Work to be completed: Update the rows below so that every "photo" becomes "image", with everything else left unchanged, and omit the pictures from your answer.

Source records:
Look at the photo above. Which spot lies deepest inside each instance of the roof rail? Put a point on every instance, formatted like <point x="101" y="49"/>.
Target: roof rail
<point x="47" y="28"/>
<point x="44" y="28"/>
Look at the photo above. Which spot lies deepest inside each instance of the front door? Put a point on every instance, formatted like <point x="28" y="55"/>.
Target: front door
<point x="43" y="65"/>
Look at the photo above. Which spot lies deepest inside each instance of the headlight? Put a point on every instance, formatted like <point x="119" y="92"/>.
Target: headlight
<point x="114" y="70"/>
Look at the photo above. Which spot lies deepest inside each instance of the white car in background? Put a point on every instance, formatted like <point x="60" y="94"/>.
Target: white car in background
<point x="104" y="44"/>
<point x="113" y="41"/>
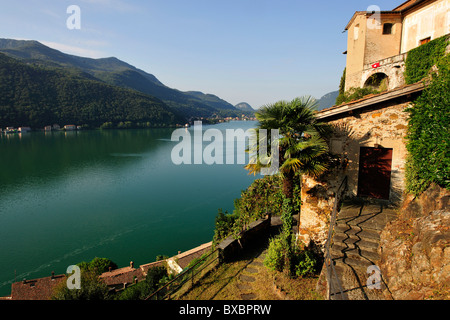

The solution:
Look at the image above. Which spot lies deepest inside each instance of the roof rail? Put a point on every instance, formatted like <point x="101" y="49"/>.
Target: roof rail
<point x="47" y="28"/>
<point x="44" y="28"/>
Look at the image above. Which spot lies deepest inside each instance of the front door? Put a point on every instance, formatted like <point x="28" y="55"/>.
Target: front door
<point x="43" y="65"/>
Look at the image above. Which spot lies deepest inside each instance of the headlight? Put a point on every instance, formatted like <point x="119" y="92"/>.
Target: headlight
<point x="114" y="70"/>
Look at the image above. Which spot lies deepest inside each instance of the white car in background? Put a point on every instance, formatted like <point x="60" y="94"/>.
Target: white car in background
<point x="104" y="44"/>
<point x="113" y="41"/>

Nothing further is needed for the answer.